> _TUJUAN ANDA_: Lanjutkan teks tentang hadis mutawatir di bawah ini, mulai tepat setelah kalimat terakhirnya.

> _KUTIPAN TEKS_:
··········

Senin, 07 Oktober 2013

Hadits Mutawatir

BAB I
PENDAHULUAN

Eksistensi hadis sebagai sumber hukum Islam yang kedua setelah Al-Qur’an tidak dapat diragukan lagi. Namun karena proses transmisi hadis berbeda dengan proses Al-Qur’an, maka dalam proses penerimaannya tentu mengalami berbagai persoalan serius yang membedakannya dengan Al-Qur’an. Al-Qur’an tertransmisi  kepada ummat Islam dengan cara mutawatir. Selain itu, dari sisi kodifikasi, masa pengkodifikasian hadist jauh lebih lama setelah Nabi wafat dibandingkan dengan Al-Qur’an. Hadist dikodifikasi pada awal abad kedua Hijriyah, sedangkan Al-Qur’an sudah dibukukan pada sekitar tahun 22 Hijriyah. Disinyalir pula, sebelum Nabi wafat, posisi dan sistematika Al-Qur’an telah tersusun dengan bak. Kondisi ini sangat berbeda dengan apa yang dialami hadist.
Untuk kepentingan netralisasi dan sterelisasi hadist, dalam proses dan perkembangan selanjutnya para ulama hadist melakukan upaya serius berupa penyeleksian terhadap hadist dengan menilai para perawi hadist dari berbagai thabaqat secara ketat. Setelah proses ini pun dilalui, hadist tidak secara otomatis selamat dan langsung dipakai atau dijadikan rujukan dalam penetapan hukum Islam. Hadist terus dievaluasi sehingga nyaris tidak ada suatu disiplin ilmu yang tingkat kehati-hatiannya dalam merujuk sumber, seteliti seperti yang dialami ilmu hadist. Para filosof misalnya, sering merujuk pendapat Plato dan Aristoteles dalam berbagai bentuknya. Tetapi sedikit yang dapat ditemukan dari berbagai pendapat itu yang struktur transmisinya dapat dipertanggung jawabkan sehingga abash bahwa pendapat itu betul bersumber dari Plato atau Aristoteles.

··········

> _BARIS DATA_:
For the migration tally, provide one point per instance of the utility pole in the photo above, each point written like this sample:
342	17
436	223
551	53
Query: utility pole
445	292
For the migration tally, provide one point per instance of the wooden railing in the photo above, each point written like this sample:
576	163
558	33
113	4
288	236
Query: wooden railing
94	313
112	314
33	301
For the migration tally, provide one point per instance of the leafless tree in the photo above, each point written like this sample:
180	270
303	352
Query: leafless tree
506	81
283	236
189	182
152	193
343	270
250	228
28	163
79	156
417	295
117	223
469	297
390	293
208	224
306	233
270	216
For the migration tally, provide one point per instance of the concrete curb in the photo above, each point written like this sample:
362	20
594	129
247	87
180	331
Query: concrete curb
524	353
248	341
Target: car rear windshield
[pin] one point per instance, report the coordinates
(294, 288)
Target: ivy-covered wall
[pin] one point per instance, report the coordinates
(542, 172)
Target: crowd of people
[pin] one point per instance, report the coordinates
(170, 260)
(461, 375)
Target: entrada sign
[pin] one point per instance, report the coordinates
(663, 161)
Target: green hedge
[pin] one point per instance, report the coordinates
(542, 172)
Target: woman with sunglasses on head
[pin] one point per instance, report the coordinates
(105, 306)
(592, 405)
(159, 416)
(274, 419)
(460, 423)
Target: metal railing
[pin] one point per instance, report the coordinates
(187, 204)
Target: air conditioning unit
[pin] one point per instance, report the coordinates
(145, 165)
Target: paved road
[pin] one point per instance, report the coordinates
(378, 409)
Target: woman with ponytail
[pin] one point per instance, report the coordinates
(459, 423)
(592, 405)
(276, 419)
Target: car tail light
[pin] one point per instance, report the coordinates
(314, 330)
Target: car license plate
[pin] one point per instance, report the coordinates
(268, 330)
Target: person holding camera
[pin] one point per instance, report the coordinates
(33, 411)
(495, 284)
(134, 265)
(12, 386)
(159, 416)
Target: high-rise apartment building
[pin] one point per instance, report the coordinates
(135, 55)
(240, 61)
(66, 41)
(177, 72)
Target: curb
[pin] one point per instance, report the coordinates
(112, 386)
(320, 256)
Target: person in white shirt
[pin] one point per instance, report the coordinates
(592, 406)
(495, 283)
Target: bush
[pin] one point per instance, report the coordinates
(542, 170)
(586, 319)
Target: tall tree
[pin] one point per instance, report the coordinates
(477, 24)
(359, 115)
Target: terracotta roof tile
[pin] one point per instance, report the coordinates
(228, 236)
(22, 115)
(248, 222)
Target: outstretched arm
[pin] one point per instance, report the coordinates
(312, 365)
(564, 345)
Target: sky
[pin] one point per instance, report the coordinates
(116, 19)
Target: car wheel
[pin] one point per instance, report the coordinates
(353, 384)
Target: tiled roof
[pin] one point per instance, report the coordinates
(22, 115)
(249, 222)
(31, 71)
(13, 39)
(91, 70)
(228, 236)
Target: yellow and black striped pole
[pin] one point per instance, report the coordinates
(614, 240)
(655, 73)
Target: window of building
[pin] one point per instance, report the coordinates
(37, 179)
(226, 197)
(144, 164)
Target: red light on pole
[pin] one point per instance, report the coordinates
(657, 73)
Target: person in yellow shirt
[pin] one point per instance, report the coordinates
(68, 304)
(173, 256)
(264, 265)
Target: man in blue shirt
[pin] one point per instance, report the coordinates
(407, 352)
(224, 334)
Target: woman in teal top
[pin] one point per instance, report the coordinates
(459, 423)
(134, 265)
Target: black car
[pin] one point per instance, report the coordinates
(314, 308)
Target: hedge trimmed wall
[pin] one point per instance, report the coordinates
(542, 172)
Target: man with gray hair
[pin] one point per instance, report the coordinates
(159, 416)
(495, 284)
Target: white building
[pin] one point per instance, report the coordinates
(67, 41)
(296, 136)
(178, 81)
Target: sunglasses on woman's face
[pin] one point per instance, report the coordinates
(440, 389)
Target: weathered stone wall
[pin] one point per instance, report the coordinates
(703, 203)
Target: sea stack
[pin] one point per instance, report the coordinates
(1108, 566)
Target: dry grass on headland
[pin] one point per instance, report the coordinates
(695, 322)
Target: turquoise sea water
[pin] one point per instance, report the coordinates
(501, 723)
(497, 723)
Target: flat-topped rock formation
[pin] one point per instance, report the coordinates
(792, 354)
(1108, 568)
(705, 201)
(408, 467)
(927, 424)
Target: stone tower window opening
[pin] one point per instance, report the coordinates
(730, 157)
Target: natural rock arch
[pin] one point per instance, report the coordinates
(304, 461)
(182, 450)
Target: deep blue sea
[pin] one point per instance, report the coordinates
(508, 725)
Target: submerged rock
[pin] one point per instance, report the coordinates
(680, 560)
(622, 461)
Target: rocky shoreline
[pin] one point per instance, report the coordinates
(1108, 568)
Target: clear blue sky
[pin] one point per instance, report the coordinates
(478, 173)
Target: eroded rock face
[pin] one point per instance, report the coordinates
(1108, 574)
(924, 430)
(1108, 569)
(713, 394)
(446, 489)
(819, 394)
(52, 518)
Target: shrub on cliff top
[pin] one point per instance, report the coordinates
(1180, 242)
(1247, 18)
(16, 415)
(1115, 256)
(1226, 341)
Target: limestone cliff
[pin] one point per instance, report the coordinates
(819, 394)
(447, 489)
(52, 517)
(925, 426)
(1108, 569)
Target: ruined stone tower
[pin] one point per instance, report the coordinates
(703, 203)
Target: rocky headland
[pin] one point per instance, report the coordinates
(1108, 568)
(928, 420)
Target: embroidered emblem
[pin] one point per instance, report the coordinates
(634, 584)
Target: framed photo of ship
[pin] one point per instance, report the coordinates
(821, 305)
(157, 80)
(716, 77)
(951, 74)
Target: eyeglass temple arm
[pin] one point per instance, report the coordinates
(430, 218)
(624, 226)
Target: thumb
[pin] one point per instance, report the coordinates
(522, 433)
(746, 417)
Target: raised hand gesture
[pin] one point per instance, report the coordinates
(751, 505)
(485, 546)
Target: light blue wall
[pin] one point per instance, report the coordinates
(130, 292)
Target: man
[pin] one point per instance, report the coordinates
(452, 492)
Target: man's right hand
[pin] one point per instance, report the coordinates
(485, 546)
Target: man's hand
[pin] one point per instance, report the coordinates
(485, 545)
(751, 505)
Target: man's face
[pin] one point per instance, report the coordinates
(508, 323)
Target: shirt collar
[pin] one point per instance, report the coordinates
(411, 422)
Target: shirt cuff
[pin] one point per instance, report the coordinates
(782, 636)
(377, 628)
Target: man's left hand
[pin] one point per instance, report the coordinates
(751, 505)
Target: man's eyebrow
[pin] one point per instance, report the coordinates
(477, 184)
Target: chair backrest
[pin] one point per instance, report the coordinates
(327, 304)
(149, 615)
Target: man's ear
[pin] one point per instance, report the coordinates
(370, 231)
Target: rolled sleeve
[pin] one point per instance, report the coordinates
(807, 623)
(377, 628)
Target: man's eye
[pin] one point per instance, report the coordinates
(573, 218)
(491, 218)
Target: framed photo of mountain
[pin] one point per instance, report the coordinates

··········

> _JAWABAN LATIHAN_:
Kondisi demikian, sekali sangat berbeda dengan struktur transmisi hadist. Ulama demikian ketat melakukan seleksi terhadap hadist. Setelah diukur dari sisi bilangan sanad yang menghasilkan hadist mutawatir dan ahad dengan berbagai pencabangannya. Oleh karena itu, dalam makalah ini penulis akan memaparkan tentang Hadist Mutawatir, Masyhur dan Ahad.





BAB II
PEMBAHASAN

A.    Hadist  Mutawatir
1.       Pengertian
a.       Menurut bahasa, kata al-mutawatir adalah isim fa’il berasal dari mashdar ”al-tawatur´ semakna dengan ”at-tatabu’u” yang berarti berturut-turut atau beriring-iringan seperti kata “tawatara al-matharu” yang berarti hujan turun berturut-turut.
b.      Menurut istilah, hadis mutawatir adalah hadist yang diriwayatkan oleh sejumlah perawi pada semua thabaqat (generasi) yang menurut akal dan adat kebiasaan tidak mungkin mereka bersepakat untuk  berdusta.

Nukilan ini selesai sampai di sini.